* **EXERCISE TASKS**
[A] Repeat a stretch of the Bayview parking site article word for word. Begin at the words "Because the Bayview" and stop after the words "application was required.".
[B] Carry on the article about the Bayview vehicle triage center from its final sentence onward.

* **TEXT PROVIDED**

_____

THE CITY OF San Francisco’s management of the Bayview Vehicle Triage Center — a so called “Safe Parking” place for residents living in their vehicles — continues to be challenged by problems of its own making.

The latest stumble came this past Thursday when regional air quality regulators decided to redo public notice of the city’s application for a permit to run diesel generators at the site. Prior notice of the period for public comment was apparently not was given to the people living there.

The Bay Area Air Quality Management District, the agency that decides permit applications for uses that may affect air quality in the region, advised Thursday that the comment period “has been re-noticed and that the notice is being delivered to the VTC residents.” The notice period now runs through May 1.

The setback is the just latest in the city’s attempt to create a safe place where people living in their cars or RVs can park and access supportive services. The site — an old parking lot in Candlestick Point State Recreation Area — was acquired through a two-year lease from the state that expires just after the end of this year.

The agency’s determination means that a decision on the permit will not happen, at the earliest, until approximately 16 months into the 24-month lease.

Despite public promises that the site would have electric service that would allow RVs to have power, the site has not yet been connected to PG&E’s grid. In the meantime, the city has only been able to power the overhead lights in the parking lot.

At first that lighting was provided by 16 small diesel generators that were loud and foul smelling, according to VTC residents.

The city did not get a permit for the generators. That attracted a federal lawsuit from a neighborhood group under the Clean Air Act. After the lawsuit, the city replaced the diesel generators with more than a dozen solar-powered pole lights. It also applied for a permit to run two large diesel generators that would provide “prime power” to the entire site, including the RVs, pending a connection to the grid.

Put it in writing

Because the Bayview area — home of many manufacturing and industrial uses — is an “overburdened community” as defined in the air quality regulations, public notice of an opportunity to comment on the permit application was required.

The regulations mandate that the notice be in writing and that the district or applicant (here the city) “distribute the notice … to each address within a radius of 1,000 feet of the source.”

The generators are to be placed within the VTC, very close to the vehicles parked there. Because of that proximity, residents of the VTC would arguably have the most immediate interest in air quality on the site.

In early March, Bay City News reported that some residents living in vehicles at the VTC said no notice of the comment period had been distributed to them.

In part because of the delay in getting prime power to the site, the Bayview VTC has only been able to accommodate 49 of the 155 vehicles initially planned.

Attempts at that time to find out if notice had been given to the residents were lateraled from the city’s Department of Homelessness and Supportive Housing (HSH) — the agency in charge of the VTC — to the Department of Public Works — the agency managing the electric project. DPW did not respond to the question of whether the residents had been notified.

_____

* **INFORMATION SUPPLIED**

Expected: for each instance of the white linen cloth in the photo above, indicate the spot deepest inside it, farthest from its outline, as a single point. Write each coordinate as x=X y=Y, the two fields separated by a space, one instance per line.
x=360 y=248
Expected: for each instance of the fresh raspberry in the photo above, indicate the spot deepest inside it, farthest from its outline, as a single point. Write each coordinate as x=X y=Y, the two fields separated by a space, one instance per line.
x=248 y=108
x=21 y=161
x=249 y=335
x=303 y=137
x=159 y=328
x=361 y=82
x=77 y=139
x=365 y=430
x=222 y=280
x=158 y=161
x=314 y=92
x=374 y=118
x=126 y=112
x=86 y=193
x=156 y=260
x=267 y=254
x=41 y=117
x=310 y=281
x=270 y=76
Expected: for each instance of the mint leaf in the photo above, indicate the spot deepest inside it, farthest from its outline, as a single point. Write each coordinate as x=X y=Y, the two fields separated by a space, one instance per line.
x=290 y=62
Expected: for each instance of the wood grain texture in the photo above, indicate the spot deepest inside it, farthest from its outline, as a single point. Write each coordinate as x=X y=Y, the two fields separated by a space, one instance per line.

_____

* **ANSWERS TO THE TASKS**
[A]
Because the Bayview area — home of many manufacturing and industrial uses — is an “overburdened community” as defined in the air quality regulations, public notice of an opportunity to comment on the permit application was required.

[B]
The cost of services at the site has become an issue. In part because of the delay in getting prime power to the site, the VTC has accommodated far fewer vehicles than originally anticipated. While 155 vehicles were initially planned, the site has only had 49 to date. That has driven the per person cost higher than expected, according to HSH.

A Bay City News analysis in February calculated that the per person cost for the first year of operation of the VTC was $175,000, more than triple the city’s cost of providing a shelter bed to a person experiencing homelessness. The price differential is even sharper than that because the city must pay the cost of leasing or acquiring a shelter bed, whereas at the VTC, the resident stays in their own vehicle.

The cost issues at the site result to some extent from the fact that the city only has a two-year lease on the site and much of its spending has been on capital items that could theoretically serve for a longer period.

‘Not a permanent project’

When the concept of the site was first presented to the Bayview neighbors, Emily Cohen, a spokesperson for HSH, emphasized that the site would only be in service for two years.

Cohen promised the neighbors that “this is a temporary proposal, this project is intended to be short term. This is not a permanent project. We are working towards a two-year lease with state parks.”

The Bayview neighbors were skeptical, citing a long history of city decisions to site unpopular land uses in Bayview and Hunters Point.

Those neighbors proved correct.

In a March 20 presentation to a community working group, the city advised that it was going to open discussions with the state about extending the two-year lease.

The Bayview Vehicle Triage Center at Candlestick Point in San Francisco is shown. Neighbors of the site have been skeptical of the city’s claims that the two-year project to provide a safe parking site for homeless people is only temporary. (Google image)

The next day, Cohen emailed the director of the California State Park and Recreation Commission and formally requested an extension.

She reported that in the operation of the VTC, “we have been able to provide a safe, clean, and dignified place for people living in their vehicles to stay while connecting with social services and housing assistance.”

The letter did not mention the cost or power issues, nor the promise to the neighbors.

Shirley Moore is vice president of the Bayview Hills Neighborhood Association. She said the association is vehemently opposed to the extension. She is angry about the initial decision to open the VTC and she challenges every aspect of its operation, especially its cost.

She says that San Francisco uses the Bayview District as its dumping ground for the city’s “societal ills.”

No country club

It is particularly concerning to Moore that between this winter’s flooding and the VTC, the state park has become inaccessible to the neighbors. She believes that never would have happened in any other part of the city.

She tells of taking her grandchildren to Golden Gate Park because of the condition of the nearby state park.

“My grandchildren call that the ‘country club’. They like going to the country club because there is nothing out here in this area even remotely like [that],” Moore said.

She said she isn’t surprised that the city is seeking an extension of the lease.

“It has always been my opinion … once they got it here, they were going to keep it here as long as they could keep it here permanently,” Moore said.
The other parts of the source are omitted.